What is required: Exactly and only the lines from the one with "Target: cloud" through the end of the listing are to be transcribed, both ends included.
* * * * * * * * *
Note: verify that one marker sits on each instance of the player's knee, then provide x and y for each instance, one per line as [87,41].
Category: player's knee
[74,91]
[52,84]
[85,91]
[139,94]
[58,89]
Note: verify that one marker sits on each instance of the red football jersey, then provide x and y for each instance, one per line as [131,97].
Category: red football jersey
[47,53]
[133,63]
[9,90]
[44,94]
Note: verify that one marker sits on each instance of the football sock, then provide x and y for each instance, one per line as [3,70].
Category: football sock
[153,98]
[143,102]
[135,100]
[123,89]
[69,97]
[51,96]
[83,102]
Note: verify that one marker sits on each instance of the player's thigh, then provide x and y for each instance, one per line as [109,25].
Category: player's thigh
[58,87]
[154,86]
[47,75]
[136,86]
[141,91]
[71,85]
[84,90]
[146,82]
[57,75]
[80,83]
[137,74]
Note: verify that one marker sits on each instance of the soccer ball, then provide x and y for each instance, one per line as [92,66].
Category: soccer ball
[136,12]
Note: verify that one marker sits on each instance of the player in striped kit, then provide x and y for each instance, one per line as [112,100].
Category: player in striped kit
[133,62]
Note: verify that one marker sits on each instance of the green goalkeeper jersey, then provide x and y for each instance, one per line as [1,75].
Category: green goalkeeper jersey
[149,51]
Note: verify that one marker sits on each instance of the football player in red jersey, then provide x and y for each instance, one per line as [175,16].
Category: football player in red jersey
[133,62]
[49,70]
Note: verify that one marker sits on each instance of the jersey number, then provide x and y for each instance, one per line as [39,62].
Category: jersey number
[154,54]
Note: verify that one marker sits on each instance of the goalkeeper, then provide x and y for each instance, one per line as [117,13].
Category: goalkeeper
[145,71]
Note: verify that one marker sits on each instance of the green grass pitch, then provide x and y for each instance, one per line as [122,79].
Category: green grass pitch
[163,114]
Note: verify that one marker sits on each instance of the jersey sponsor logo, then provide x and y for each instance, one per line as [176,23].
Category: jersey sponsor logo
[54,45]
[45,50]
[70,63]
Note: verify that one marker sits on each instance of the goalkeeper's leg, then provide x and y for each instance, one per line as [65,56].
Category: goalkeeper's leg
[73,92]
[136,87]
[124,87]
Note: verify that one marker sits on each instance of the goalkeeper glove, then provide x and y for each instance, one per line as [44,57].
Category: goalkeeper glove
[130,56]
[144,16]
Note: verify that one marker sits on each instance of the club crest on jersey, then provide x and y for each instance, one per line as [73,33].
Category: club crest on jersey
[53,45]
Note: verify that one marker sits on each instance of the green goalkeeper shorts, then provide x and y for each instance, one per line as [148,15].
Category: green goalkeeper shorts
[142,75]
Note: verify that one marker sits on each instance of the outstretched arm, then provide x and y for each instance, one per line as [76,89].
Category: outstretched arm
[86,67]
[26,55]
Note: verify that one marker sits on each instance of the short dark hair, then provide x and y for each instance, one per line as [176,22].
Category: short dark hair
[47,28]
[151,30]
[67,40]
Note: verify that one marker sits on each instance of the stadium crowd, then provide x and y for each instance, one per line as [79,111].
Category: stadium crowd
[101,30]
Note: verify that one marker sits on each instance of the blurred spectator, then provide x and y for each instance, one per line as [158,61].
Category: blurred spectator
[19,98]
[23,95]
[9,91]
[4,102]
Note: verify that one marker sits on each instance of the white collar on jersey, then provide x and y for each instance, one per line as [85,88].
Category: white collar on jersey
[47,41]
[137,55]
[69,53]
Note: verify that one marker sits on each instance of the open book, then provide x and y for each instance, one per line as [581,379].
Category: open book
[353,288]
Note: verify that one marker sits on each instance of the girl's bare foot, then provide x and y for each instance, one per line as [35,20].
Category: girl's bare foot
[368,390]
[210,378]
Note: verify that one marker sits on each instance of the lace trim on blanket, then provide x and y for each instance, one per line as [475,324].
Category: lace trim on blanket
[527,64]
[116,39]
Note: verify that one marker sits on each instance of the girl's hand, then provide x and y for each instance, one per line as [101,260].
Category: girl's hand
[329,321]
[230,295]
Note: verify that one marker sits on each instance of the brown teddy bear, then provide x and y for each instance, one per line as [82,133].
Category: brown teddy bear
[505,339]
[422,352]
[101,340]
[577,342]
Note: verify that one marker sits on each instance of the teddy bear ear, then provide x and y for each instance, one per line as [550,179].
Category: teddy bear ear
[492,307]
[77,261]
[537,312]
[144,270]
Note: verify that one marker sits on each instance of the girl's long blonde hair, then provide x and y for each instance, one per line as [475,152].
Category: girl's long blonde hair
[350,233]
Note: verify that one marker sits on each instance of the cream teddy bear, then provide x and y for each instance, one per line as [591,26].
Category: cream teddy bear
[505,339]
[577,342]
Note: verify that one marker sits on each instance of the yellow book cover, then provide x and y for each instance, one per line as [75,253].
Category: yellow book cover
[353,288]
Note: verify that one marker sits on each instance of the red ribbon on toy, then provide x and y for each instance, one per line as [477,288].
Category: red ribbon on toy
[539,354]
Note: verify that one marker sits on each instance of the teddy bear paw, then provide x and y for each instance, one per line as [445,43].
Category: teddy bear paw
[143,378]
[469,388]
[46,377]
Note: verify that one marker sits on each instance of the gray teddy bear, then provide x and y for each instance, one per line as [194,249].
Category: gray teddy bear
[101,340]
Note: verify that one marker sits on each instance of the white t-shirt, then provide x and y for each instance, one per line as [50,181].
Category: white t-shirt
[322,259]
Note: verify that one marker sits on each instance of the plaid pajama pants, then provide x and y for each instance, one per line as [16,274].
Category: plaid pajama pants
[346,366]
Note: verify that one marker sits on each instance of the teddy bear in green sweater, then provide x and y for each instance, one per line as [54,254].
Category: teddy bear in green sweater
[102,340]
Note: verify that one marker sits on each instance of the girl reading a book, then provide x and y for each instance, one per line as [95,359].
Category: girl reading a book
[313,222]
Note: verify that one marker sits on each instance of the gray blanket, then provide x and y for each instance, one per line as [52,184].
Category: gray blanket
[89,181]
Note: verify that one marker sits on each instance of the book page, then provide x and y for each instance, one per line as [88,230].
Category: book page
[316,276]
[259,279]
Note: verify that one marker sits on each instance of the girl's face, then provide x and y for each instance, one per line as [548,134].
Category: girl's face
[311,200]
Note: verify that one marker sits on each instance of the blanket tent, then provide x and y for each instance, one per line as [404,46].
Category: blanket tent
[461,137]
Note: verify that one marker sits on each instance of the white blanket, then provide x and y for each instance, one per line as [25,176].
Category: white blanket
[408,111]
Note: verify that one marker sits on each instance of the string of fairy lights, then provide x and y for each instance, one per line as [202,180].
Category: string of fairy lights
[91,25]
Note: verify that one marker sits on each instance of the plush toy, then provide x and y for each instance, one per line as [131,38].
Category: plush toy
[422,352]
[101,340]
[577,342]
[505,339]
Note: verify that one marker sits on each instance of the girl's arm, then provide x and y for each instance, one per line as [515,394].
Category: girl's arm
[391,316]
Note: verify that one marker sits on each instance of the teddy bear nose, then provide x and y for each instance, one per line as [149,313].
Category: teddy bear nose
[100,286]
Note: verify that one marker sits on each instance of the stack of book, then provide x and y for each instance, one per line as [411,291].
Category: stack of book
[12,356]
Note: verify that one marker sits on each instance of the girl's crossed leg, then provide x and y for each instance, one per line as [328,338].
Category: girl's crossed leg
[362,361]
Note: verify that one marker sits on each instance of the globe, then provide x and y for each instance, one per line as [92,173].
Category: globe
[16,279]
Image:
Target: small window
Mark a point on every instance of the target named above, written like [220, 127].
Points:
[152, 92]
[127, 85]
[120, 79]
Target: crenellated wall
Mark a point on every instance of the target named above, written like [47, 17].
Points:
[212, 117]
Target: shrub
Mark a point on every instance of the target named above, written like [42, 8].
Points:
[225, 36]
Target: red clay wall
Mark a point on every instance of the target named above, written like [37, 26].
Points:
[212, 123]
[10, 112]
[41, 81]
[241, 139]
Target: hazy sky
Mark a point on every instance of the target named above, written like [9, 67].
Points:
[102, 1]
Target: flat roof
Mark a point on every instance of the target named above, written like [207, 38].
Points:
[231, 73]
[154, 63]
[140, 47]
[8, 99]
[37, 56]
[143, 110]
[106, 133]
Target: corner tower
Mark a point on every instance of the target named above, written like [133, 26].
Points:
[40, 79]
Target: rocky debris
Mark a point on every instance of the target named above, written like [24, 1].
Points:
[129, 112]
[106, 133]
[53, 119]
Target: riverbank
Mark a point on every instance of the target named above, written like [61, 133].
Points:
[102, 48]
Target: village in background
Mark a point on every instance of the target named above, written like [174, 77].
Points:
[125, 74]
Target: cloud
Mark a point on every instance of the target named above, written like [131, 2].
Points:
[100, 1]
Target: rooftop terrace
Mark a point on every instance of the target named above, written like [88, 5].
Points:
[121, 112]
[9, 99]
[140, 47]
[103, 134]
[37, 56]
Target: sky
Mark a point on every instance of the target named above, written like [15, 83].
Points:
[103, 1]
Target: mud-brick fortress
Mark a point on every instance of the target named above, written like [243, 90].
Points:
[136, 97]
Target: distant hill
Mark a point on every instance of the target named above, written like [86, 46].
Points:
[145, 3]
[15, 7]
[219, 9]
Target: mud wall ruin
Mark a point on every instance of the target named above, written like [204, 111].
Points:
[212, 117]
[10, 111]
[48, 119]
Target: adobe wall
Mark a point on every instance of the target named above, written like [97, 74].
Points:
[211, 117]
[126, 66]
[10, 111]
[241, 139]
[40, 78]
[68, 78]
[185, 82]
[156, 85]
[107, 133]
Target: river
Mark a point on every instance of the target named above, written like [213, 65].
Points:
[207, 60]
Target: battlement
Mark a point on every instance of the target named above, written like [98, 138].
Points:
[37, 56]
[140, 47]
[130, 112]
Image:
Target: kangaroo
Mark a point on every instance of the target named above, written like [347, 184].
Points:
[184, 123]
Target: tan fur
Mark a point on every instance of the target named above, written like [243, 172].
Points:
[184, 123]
* * * * * * * * *
Written response:
Target: cloud
Mark a point on every instance of the target named above, written like [131, 2].
Points:
[100, 1]
Target: rooftop terrace
Mark a point on every instance of the target named above, written like [88, 5].
Points:
[121, 112]
[9, 99]
[140, 47]
[103, 134]
[37, 56]
Target: sky
Mark a point on every instance of the target named above, written like [15, 83].
Points:
[103, 1]
Target: mud-brick fortress
Mark a point on every instance of the target named above, written like [243, 90].
Points:
[136, 97]
Target: distant hill
Mark a point on every instance of the target named above, written like [86, 46].
Points:
[145, 3]
[15, 7]
[219, 9]
Target: mud wall ruin
Mark a point on every instance of the target named above, written like [204, 111].
Points:
[212, 117]
[10, 111]
[48, 119]
Target: adobe wall
Mark a point on every instance of the target named above, written like [97, 74].
Points:
[211, 117]
[126, 66]
[10, 111]
[241, 139]
[40, 78]
[68, 78]
[185, 82]
[156, 85]
[107, 133]
Target: river
Mark a point on every instance of the target named above, written like [213, 65].
Points:
[207, 60]
Target: battlement
Mark a point on every instance of the target named above, written like [98, 138].
Points:
[37, 56]
[140, 47]
[130, 112]
Image:
Target: kangaroo
Mark a point on every instance of the target named above, written like [347, 184].
Points:
[184, 123]
Target: tan fur
Mark a point on every instance of the target named above, written like [243, 172].
Points:
[184, 123]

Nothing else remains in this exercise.